Search the records below for the string "avocado", and report each line that contains it.

##########

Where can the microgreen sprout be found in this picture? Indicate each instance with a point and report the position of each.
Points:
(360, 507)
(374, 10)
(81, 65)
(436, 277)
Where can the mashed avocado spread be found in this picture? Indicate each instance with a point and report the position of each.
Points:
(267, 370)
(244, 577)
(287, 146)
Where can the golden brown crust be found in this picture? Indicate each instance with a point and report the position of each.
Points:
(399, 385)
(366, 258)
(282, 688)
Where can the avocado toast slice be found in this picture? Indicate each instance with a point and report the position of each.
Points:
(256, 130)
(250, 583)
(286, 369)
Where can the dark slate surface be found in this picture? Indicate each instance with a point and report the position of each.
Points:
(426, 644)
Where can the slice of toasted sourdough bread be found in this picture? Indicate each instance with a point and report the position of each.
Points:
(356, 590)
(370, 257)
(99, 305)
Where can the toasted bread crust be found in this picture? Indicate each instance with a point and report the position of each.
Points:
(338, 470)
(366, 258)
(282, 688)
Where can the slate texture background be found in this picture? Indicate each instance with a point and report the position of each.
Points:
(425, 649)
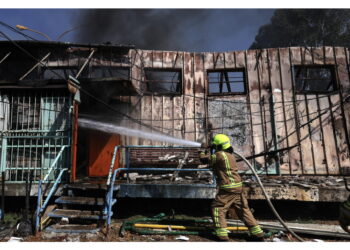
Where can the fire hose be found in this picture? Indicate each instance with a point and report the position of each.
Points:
(267, 197)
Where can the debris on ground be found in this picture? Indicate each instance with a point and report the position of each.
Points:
(15, 239)
(183, 238)
(24, 228)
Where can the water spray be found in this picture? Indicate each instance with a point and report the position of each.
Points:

##########

WRITTEN REPLY »
Where can the mashed avocado spread be found in this picture? Indicate each instance with a point and report the position of each.
Where can the avocado toast slice be found in this picture? Indicate each instance with a point and report the position of each.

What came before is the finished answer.